* Start Exercise input *

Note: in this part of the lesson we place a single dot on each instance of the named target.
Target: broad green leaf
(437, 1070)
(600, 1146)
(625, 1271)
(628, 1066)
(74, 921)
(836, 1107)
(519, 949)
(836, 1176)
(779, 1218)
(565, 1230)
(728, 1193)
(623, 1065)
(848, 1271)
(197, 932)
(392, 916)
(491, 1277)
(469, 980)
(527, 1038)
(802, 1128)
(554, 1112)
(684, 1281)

* End Exercise input *

Transcribe the material above line for line, leaving every line unchanged.

- [Exercise result]
Note: in this part of the lesson we place a single dot on each instance of the named target.
Target: broad green leaf
(437, 1070)
(600, 1146)
(625, 1271)
(628, 1066)
(74, 921)
(836, 1107)
(519, 949)
(836, 1176)
(779, 1218)
(565, 1230)
(728, 1193)
(623, 1065)
(848, 1271)
(197, 932)
(392, 916)
(491, 1277)
(469, 980)
(527, 1038)
(802, 1128)
(554, 1112)
(684, 1281)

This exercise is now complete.